▸ Given problem
From the material below, pull out every line that contains the string "white". Case counts, so only lines with that exact capitalization qualify.

▸ Data
Start

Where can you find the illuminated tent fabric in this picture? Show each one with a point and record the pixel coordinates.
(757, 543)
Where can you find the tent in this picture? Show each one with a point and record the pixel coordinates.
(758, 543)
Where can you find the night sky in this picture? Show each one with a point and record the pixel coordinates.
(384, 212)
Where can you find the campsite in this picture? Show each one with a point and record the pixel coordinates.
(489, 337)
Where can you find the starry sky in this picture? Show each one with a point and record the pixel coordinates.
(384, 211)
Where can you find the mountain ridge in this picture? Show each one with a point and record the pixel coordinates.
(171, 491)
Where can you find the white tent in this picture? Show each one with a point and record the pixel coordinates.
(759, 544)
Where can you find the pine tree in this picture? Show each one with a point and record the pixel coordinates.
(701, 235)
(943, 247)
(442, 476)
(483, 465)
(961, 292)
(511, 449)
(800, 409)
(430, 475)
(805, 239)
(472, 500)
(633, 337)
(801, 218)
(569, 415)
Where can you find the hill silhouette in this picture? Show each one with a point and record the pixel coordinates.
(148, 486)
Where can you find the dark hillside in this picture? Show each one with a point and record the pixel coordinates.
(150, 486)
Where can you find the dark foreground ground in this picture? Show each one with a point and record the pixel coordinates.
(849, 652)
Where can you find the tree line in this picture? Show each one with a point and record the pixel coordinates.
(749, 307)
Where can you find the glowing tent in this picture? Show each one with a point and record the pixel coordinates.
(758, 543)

End
Start

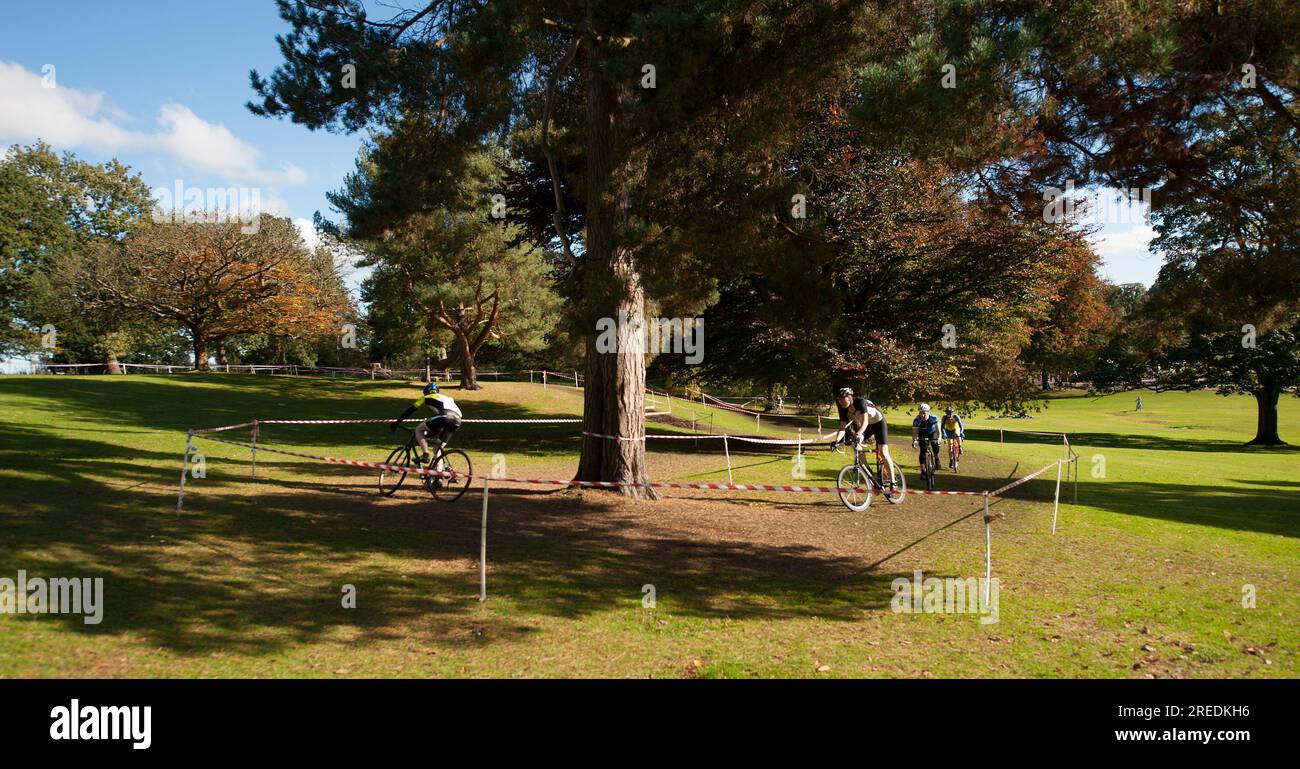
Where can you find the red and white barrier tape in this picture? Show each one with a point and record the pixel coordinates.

End

▸ Problem solution
Where can you find the white tent in this picture? Show each one with a point and record the pixel coordinates.
Where can you find the red and white barrier tape in this picture? Show each one with a point and record the pixel coordinates.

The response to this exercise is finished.